/---

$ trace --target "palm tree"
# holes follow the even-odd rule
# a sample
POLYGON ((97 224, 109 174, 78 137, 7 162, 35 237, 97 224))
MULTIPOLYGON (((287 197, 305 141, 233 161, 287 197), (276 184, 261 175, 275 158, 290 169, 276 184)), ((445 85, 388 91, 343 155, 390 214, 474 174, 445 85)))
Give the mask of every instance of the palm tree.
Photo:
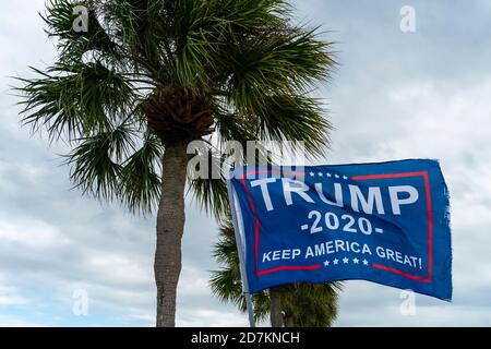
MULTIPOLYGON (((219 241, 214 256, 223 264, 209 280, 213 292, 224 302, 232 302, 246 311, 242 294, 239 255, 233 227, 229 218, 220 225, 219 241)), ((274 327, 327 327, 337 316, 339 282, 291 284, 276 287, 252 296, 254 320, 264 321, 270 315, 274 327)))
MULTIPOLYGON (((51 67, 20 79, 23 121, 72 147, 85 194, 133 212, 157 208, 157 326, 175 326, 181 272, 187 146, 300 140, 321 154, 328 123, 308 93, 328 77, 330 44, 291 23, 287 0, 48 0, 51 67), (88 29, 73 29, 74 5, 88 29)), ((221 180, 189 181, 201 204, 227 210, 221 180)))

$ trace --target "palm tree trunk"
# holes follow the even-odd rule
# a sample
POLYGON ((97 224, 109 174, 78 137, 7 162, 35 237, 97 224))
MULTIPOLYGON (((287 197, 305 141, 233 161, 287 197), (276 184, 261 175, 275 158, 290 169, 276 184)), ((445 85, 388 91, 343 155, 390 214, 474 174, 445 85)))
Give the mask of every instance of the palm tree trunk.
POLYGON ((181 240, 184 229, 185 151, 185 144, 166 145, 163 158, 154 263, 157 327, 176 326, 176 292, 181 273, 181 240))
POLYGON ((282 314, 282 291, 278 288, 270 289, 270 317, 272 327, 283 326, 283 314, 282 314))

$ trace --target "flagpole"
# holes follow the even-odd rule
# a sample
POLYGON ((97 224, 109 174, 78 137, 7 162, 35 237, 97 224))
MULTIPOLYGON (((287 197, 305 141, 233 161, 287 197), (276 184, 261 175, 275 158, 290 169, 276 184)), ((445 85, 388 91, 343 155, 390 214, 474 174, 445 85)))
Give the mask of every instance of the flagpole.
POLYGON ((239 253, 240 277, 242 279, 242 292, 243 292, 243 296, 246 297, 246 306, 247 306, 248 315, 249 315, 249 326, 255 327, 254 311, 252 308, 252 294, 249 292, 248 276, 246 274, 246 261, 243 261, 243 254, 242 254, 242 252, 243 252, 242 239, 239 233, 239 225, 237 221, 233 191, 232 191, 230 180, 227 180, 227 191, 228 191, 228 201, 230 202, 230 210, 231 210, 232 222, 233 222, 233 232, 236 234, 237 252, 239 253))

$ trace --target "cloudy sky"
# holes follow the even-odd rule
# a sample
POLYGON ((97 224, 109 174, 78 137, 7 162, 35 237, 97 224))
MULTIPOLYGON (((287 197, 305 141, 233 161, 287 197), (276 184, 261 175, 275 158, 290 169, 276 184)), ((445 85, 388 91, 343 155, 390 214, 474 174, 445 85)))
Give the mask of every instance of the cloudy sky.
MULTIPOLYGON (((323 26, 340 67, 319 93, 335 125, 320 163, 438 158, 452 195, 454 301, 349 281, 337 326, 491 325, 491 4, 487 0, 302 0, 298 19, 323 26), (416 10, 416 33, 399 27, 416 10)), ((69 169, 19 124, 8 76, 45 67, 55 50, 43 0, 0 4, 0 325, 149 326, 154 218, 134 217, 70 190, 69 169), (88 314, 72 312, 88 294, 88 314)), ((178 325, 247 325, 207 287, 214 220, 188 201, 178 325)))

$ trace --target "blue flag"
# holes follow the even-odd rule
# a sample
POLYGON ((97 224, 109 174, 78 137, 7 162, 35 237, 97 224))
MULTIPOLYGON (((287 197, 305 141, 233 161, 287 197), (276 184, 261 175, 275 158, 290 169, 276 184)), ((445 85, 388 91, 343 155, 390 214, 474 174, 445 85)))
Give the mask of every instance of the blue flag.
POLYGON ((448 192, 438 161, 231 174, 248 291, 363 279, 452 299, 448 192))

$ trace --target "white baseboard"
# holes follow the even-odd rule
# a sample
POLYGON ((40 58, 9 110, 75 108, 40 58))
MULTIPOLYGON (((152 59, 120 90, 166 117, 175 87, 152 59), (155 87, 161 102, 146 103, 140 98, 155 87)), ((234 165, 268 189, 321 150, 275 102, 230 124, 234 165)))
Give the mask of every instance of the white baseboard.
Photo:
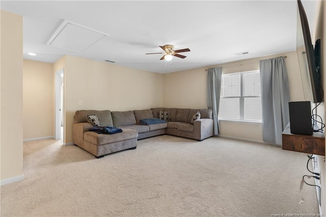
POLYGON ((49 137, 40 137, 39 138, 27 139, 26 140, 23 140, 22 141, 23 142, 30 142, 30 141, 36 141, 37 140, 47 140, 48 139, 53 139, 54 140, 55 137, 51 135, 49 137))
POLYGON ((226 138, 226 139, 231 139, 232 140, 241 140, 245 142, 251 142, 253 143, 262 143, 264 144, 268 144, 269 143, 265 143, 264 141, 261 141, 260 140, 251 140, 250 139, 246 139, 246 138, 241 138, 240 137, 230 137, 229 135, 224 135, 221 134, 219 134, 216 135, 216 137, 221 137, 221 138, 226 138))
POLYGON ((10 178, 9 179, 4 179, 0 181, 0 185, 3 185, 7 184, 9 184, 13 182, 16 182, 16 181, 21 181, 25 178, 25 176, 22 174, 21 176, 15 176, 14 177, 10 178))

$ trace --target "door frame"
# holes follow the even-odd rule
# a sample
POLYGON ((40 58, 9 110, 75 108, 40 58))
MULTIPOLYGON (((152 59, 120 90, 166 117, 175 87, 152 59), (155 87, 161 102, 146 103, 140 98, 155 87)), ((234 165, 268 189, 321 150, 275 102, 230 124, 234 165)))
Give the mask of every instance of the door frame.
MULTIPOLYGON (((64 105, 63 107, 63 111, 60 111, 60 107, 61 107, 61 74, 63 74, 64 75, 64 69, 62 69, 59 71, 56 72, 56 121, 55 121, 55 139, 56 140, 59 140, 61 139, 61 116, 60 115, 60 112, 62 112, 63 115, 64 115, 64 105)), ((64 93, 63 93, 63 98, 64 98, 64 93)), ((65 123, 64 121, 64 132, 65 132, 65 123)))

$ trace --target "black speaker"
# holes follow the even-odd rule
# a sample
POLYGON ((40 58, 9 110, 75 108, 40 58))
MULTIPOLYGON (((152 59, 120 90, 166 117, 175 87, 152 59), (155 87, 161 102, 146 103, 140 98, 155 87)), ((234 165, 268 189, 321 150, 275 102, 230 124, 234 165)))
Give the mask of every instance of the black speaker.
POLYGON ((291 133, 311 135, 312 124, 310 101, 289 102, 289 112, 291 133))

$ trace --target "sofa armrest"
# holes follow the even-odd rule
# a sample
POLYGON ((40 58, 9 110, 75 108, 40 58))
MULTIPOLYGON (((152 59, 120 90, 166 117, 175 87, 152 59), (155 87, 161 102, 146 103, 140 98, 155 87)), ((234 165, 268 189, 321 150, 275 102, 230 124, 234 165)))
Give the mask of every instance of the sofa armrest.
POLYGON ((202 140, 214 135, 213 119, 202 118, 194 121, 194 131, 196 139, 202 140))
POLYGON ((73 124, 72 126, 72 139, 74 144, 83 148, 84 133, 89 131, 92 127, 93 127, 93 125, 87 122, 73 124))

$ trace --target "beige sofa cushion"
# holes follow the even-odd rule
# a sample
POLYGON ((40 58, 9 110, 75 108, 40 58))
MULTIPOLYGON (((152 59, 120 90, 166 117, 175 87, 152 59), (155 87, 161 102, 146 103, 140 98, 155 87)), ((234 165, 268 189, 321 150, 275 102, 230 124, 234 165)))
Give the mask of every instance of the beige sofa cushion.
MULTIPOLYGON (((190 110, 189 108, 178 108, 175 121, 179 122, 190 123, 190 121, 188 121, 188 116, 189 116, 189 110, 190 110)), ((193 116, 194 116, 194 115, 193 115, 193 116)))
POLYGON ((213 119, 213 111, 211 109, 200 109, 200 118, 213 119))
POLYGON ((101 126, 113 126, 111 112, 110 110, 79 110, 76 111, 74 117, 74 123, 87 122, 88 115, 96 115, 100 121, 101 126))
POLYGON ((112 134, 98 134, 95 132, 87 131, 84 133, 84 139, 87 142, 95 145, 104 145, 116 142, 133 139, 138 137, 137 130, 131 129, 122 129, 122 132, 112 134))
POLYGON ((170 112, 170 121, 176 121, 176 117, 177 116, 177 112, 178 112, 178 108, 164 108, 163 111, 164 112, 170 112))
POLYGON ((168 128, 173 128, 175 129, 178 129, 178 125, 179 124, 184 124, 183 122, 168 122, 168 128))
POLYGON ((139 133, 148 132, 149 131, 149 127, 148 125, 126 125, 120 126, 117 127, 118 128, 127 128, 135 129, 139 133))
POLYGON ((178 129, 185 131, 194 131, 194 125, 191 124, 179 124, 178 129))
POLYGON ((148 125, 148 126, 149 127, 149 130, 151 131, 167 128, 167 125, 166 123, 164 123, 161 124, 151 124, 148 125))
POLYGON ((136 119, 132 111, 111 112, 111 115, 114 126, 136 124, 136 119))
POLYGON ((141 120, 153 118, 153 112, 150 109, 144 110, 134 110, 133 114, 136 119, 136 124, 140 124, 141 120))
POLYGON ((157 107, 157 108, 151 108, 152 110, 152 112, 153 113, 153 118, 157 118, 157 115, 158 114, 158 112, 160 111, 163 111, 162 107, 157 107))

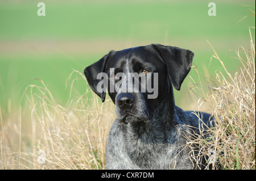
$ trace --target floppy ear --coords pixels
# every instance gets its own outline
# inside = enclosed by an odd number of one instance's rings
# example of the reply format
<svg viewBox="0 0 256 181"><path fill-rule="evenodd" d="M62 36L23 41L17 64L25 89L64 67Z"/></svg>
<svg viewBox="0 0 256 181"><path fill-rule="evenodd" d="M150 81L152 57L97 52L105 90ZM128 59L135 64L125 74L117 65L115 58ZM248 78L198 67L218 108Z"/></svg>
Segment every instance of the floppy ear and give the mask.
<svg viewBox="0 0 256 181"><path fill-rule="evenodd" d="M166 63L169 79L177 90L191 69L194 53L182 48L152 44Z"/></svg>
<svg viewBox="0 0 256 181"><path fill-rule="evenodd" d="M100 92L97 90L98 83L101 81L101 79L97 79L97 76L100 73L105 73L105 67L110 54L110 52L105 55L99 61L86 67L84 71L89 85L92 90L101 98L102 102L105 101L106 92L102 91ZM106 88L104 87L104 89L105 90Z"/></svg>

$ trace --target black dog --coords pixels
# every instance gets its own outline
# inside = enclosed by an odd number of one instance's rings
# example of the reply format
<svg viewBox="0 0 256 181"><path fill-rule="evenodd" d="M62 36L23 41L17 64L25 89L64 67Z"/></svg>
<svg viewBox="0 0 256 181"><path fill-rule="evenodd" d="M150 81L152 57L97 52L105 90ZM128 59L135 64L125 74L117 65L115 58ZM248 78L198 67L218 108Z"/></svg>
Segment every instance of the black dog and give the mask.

\---

Rewrite the stretch of the listing from its start through the line containing "MULTIPOLYGON (((219 241, 214", requests included, offsetting every coordinate in the answer outlines by adding 20 and leaving all other numbers unchanged. Omit the pictures from your answer.

$ trace --target "palm tree"
# holes follow the even-odd rule
# a sample
POLYGON ((97 224, 109 174, 78 137, 7 162, 35 237, 97 224))
MULTIPOLYGON (((287 197, 305 141, 233 161, 287 197), (276 184, 261 175, 275 158, 290 169, 276 184)), ((445 85, 388 91, 343 155, 390 214, 474 174, 445 85)))
Give the mask of every instance of the palm tree.
Photo:
MULTIPOLYGON (((239 261, 234 276, 243 284, 229 300, 233 312, 244 322, 252 322, 266 331, 262 314, 259 275, 253 247, 249 238, 240 245, 239 261)), ((294 347, 347 347, 357 336, 359 302, 311 304, 296 307, 272 316, 274 340, 284 341, 290 335, 294 347)))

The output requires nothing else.